- _PASSAGE PROVIDED_

********

Dnia 22-10-2010 o 21:48:49 Andrei Alexandrescu
<seewebsiteforem...@erdani.org> napisał(a):
On 10/22/10 14:02 CDT, Tomek Sowiński wrote:
Interesting idea. Here's another: D will soon need bindings for CORBA,
Thrift, etc, so lexers will have to be written all over to grok
interface files. Perhaps a generic tokenizer which can be parametrized
with a lexical grammar would bring more ROI, I got a hunch D's templates
are strong enough to pull this off without any source code generation
ala JavaCC. The books I read on compilers say tokenization is a solved
problem, so the theory part on what a good abstraction should be is
done. What you think?
Yes. IMHO writing a D tokenizer is a wasted effort. We need a tokenizer
generator.
I have in mind the entire implementation of a simple design, but never
had the time to execute on it. The tokenizer would work like this:
alias Lexer!(
"+", "PLUS",
"-", "MINUS",
"+=", "PLUS_EQ",
...
"if", "IF",
"else", "ELSE"
...

********

- _TASK LIST_
1/ List every token name paired with a symbol or keyword in the Lexer example from the forum thread about a D tokenizer generator.
2/ Write the next part of the forum thread about a D tokenizer generator, picking up right after the final line shown.

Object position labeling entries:
********

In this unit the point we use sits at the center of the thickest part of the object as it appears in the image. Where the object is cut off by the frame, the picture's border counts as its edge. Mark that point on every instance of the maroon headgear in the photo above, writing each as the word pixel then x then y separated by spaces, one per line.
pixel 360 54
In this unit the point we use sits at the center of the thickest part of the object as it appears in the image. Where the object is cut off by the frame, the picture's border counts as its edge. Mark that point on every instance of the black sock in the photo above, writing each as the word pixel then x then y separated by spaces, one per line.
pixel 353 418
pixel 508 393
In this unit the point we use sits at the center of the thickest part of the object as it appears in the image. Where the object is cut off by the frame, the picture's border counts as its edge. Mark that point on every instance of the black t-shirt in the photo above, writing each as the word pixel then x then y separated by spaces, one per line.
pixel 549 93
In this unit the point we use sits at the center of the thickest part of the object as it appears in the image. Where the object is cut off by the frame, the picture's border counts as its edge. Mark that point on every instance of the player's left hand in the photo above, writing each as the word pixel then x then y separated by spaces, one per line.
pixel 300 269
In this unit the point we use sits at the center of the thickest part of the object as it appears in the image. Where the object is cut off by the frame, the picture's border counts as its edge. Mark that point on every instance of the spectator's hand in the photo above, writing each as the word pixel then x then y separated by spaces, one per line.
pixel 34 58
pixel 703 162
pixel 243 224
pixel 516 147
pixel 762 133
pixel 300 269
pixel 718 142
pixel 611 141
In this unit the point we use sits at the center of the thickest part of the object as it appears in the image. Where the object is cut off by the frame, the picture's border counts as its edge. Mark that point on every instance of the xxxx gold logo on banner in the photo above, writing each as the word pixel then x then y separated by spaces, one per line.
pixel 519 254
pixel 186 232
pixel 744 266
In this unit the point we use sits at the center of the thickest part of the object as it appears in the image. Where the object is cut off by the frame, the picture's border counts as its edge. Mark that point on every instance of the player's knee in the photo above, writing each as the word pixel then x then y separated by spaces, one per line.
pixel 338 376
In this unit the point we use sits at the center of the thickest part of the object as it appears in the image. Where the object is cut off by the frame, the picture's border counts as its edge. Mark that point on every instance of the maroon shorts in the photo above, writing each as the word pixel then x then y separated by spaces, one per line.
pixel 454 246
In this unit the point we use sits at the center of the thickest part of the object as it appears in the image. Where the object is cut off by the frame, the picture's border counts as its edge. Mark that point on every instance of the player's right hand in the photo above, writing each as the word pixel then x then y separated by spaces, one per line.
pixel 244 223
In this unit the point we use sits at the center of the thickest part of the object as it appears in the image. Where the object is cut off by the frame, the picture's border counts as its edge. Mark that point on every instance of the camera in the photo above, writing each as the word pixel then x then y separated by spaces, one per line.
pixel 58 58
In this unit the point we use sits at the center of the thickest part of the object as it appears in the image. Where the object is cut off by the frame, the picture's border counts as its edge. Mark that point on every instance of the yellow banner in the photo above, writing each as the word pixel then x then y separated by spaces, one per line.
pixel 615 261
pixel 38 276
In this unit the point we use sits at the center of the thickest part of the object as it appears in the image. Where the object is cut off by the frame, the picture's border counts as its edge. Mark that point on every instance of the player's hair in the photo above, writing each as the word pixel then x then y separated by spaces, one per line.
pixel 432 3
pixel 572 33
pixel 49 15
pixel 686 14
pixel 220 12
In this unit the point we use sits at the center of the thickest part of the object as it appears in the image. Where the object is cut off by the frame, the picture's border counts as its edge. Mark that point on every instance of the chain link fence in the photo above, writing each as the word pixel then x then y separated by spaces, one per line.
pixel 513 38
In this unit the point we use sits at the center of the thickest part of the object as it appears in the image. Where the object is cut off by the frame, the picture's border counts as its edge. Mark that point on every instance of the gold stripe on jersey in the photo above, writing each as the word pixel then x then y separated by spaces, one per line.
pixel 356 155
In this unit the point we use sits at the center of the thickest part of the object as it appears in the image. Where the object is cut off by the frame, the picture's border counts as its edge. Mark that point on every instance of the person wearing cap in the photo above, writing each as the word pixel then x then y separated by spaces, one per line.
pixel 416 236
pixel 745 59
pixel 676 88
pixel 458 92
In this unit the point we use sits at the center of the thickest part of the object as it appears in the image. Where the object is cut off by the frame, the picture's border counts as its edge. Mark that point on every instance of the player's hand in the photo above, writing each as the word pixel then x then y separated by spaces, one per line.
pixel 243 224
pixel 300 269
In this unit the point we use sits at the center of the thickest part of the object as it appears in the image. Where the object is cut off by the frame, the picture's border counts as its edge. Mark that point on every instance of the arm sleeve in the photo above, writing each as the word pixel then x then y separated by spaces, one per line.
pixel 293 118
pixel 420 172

********

- _RESPONSES PER TASK_
1/ PLUS, MINUS, PLUS_EQ, IF, ELSE

2/
) DLexer;
Yes. One remark: native language constructs scale better for a grammar:
enum TokenDef : string {
Digit = "[0-9]",
Letter = "[a-zA-Z_]",
Identifier = Letter~'('~Letter~'|'~Digit~')',
...
Plus = "+",
Minus = "-",
PlusEq = "+=",
...
If = "if",
Else = "else",
...
}
alias Lexer!TokenDef DLexer;
BTW, there's a bug related:
http://d.puremagic.com/issues/show_bug.cgi?id=2950
Such a declaration generates numeric values DLexer.PLUS etc. and
generates an efficient code that extracts a stream of tokens from a
stream of text. Each token in the token stream has the ID and the text.
All good ideas.
Comments, strings etc. can be handled in one of several ways but that's
a longer discussion.
The discussion's started anyhow. So what're the options?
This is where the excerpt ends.